人事院は7日、2025年度の国家公務員の給与改定で月給を平均3.62%引き上げるよう勧告した。増加率は34年ぶりの高水準。物価高や人手不足を背景に民間企業で賃上げが進む中、官民の格差を是正する。

人事院勧告では、基本給を引き上げる民間のベースアップ(ベア)分に相当する月給について、平均1万5014円の引き上げを求めた。モデル試算した定期昇給分を加えた月収の増加率は約5.1%となる。ボーナスは0.05カ月増の年4.65カ月分とするよう勧告。月給とボーナスの増額は4年連続となる。

今年は採用市場での競争力向上のため、初任給を大幅に引き上げることも求めた。大卒総合職で1万2000円増(5.2%増)、高卒一般職で1万2300円増(6.5%増)とするなど、若年層の給与改善に重点を置く。

物価高や人手不足が続く中、連合が先月発表した今春闘の平均賃上げ率は目標の「5%以上」を2年連続で達成。34年ぶりの高水準で、賃上げの勢い継続が確認された。ベアは3.70%で、目標の「3%以上」をクリアした。「賃上げこそ成長戦略の要」とする石破茂政権の下、民間との格差是正は人材獲得の面でも重要な鍵となる。

§ **作業指示**
• A. 次の(i)〜(iii)が人事院勧告の記事の内容と合うかどうかを、それぞれ「はい」か「いいえ」で答え、判断の根拠となる記事中の語句をそのまま引用せよ。(i) ボーナスは年4.65カ月分とするよう勧告された。(ii) 月給とボーナスの増額は3年連続となる。(iii) 大卒総合職の初任給は1万2300円増とするよう求められた。
• B. 人事院勧告の記事を、最後の文の後から書き継いでください。
この後に並ぶ行は、ここでの作業に一切関わらない。

§ **データ抜粋**
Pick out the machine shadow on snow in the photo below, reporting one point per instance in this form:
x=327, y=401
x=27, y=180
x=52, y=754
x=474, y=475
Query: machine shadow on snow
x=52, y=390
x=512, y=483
==
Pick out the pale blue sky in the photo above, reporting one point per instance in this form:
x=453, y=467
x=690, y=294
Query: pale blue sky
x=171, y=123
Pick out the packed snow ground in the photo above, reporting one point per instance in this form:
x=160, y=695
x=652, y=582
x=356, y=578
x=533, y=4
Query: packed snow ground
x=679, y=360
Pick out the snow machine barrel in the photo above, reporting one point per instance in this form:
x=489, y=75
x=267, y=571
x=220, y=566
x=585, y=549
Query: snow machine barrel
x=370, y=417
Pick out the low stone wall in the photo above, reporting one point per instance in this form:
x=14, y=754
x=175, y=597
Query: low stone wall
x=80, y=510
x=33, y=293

§ **最終解答**
• A.
(i) はい。「ボーナスは0.05カ月増の年4.65カ月分とするよう勧告。」
(ii) いいえ。「月給とボーナスの増額は4年連続となる。」
(iii) いいえ。「大卒総合職で1万2000円増(5.2%増)」

• B.
人事院の川本裕子総裁は談話で、公務組織が多様で優秀な人材が働きたいと思える「選ばれる場所」である必要があると指摘。優秀な人材の確保・定着へ「実力本位で活躍できる公務」を実現する考えを示した。給与面では、「年功的なものから、職務・職責をより重視した新たな制度へと転換を図る」としている。

国家公務員の給与は民間企業の給与水準と均衡させる民間準拠を基本としており、人事院が民間企業の給与額と比較し、勧告に反映させる。

人事院は今回の勧告から、官民給与の比較対象企業の規模を従業員100人以上とし、従来の50人以上から引き上げた。本府省職員については、東京23区に本店を置く従業員1000人以上の企業と比較する。これまでは500人以上だった。

(5段落目に人事院総裁の談話を追加して更新しました)

--取材協力:横山恵利香.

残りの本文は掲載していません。